« Il est parfois plus humain d’être gentil que d’être honnête » dit le personnage de la mère dans Les Carnets de Siegfried. Terence Davis, lui, a d’abord toujours été honnête jusqu’à l’intégrité, cinéaste autodidacte, indépendant, sans concession, dessinant une autobiographie unique au fil de ses oeuvres, de la culture ouvrière de Liverpool à l’homosexualité.

Jack Lowden en double de Terence Davies.

Amours gay au temps de la guerre 14-18

Pour son dernier film présenté en sa présence l’an passé au festival Ecrans mixtes, il s’est choisi pour double le poète Siegfried Sassoon dans les années 1910 (extraordinaire Jack Lowden), pour un mélo à la croisée de la guerre et des amours gays clandestines. La première heure est une pure splendeur crépusculaire, mêlant le traumatisme de la guerre (dont Siegfried ne se remettra pas), et la circulation du désir navigant entre jeunes hommes plus beaux les uns que les autres. On aura rarement entendu un discours anti-guerrier aussi virulent, pourtant dit avec une grande douceur, mettant en accusation « l’insincérité » des gouvernements plutôt que revendiquant tout pacifisme. Et le bal des regards et des attentions au milieu des salons est ce qui reste de plus beau et de liberté sensuelle dans un monde, déjà, en décomposition.

Siegfried devant des images d’archives de la guerre 14-18.

Données fournies:
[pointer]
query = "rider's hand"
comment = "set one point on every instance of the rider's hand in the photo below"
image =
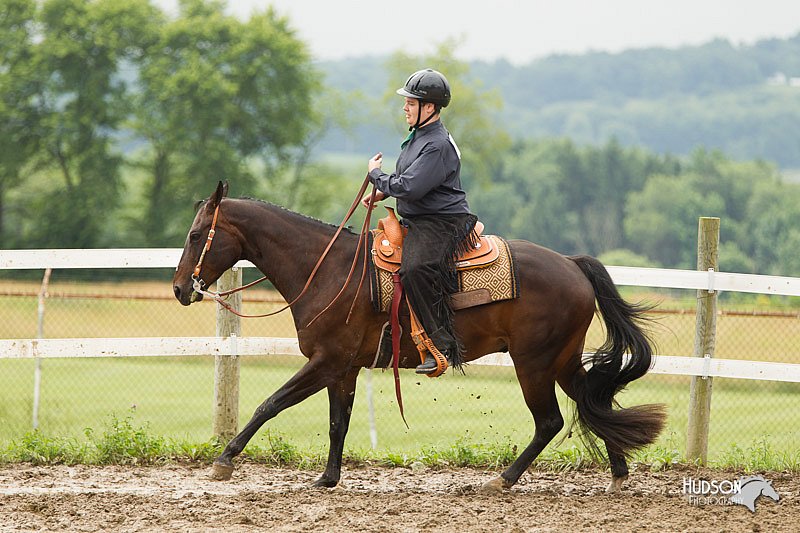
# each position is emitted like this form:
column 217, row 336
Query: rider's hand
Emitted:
column 378, row 197
column 375, row 162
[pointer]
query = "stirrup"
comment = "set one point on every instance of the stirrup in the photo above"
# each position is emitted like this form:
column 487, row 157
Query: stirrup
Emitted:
column 429, row 353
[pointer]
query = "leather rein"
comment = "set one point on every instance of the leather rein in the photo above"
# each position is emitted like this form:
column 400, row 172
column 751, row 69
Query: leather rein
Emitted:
column 199, row 285
column 363, row 245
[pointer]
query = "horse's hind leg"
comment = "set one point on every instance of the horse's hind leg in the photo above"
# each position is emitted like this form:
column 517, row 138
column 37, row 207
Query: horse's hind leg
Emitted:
column 540, row 396
column 307, row 381
column 340, row 397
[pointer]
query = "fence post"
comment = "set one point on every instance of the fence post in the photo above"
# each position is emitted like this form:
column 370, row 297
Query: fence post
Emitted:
column 704, row 341
column 226, row 366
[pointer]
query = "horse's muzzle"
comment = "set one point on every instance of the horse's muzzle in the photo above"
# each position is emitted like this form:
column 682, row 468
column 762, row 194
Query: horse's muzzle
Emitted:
column 186, row 297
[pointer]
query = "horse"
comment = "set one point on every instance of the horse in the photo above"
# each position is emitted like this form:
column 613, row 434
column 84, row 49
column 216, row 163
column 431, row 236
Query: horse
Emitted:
column 543, row 330
column 752, row 488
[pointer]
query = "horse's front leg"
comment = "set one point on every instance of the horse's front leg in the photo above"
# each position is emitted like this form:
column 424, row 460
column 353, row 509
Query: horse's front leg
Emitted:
column 308, row 380
column 340, row 396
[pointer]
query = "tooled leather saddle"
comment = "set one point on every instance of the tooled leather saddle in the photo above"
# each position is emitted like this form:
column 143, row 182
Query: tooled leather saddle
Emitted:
column 387, row 246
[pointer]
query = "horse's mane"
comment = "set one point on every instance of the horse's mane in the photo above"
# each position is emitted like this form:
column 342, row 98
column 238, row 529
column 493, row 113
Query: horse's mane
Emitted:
column 301, row 216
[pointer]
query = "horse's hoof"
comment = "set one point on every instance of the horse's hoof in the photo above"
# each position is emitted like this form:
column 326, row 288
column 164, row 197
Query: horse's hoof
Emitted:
column 325, row 483
column 494, row 486
column 220, row 472
column 616, row 484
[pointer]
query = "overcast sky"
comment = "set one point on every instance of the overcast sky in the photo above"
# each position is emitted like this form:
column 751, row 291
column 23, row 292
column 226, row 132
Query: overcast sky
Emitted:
column 520, row 30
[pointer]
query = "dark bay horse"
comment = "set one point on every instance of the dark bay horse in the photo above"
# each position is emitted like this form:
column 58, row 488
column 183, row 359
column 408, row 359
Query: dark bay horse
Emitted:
column 543, row 331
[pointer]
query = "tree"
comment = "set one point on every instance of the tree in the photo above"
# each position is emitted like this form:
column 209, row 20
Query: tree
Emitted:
column 219, row 99
column 18, row 113
column 661, row 219
column 79, row 103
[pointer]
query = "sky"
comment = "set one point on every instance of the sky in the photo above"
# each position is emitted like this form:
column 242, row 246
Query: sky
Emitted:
column 521, row 31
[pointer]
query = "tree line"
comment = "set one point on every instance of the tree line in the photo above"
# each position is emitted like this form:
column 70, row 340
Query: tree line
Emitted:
column 116, row 118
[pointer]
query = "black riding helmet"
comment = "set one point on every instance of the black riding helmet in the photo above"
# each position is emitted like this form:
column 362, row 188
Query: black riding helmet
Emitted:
column 427, row 85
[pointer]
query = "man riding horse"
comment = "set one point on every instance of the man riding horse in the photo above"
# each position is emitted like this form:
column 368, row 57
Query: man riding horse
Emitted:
column 427, row 185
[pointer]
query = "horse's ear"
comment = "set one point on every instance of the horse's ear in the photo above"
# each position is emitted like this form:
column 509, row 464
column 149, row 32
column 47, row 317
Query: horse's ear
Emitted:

Série d'exercices:
- A) D'après le texte sur Les Carnets de Siegfried, dans quel festival le dernier film du cinéaste a-t-il été présenté l'an passé ?
- B) Reproduisez le passage du texte sur Les Carnets de Siegfried en partant de « Pour son dernier » et en allant jusqu'à « déjà, en décomposition. ».
- C) Rédigez la suite du texte sur Les Carnets de Siegfried à partir de l'endroit où il s'interrompt.

Réponses par tâche:
- A) Au festival Ecrans mixtes.

- B)
Pour son dernier film présenté en sa présence l’an passé au festival Ecrans mixtes, il s’est choisi pour double le poète Siegfried Sassoon dans les années 1910 (extraordinaire Jack Lowden), pour un mélo à la croisée de la guerre et des amours gays clandestines. La première heure est une pure splendeur crépusculaire, mêlant le traumatisme de la guerre (dont Siegfried ne se remettra pas), et la circulation du désir navigant entre jeunes hommes plus beaux les uns que les autres. On aura rarement entendu un discours anti-guerrier aussi virulent, pourtant dit avec une grande douceur, mettant en accusation « l’insincérité » des gouvernements plutôt que revendiquant tout pacifisme. Et le bal des regards et des attentions au milieu des salons est ce qui reste de plus beau et de liberté sensuelle dans un monde, déjà, en décomposition.

- C)
Les Carnets de Terence Davies

Humour, manque de reconnaissance, bons mots vachards et fantômes qui resurgissent… Terence Davis n’a jamais été aussi foisonnant, mêlant les époques de personnages devenus vieux et la découverte du spectacle joyeux de la comédie musicale, « typiquement anglaise« .

Jeremy Irvine et Jack Lowden.

La blessure homosexuelle manifeste est parfois redondante dans cet ultime film tourné avant et après le Covid. Mais Terence Davies, déjà réalisateur du sublime The Deep Blue Sea avec Rachel Weisz, signe avec Les Carnets de Siegfried un chant du cygne poignant, visuellement somptueux, ode à la consolation par le cinéma et la musique.

Les Carnets de Siegfried de Terence Davies (2021, Benediction, 2h18) avec Jack Lowden, Jeremy Irvine, Tom Blyth, Matthew Tenysson, Gemma Jones, Julian Sands… Sortie le 6 mars.

Terence Davies sur le tournage des Carnets de Siegfried.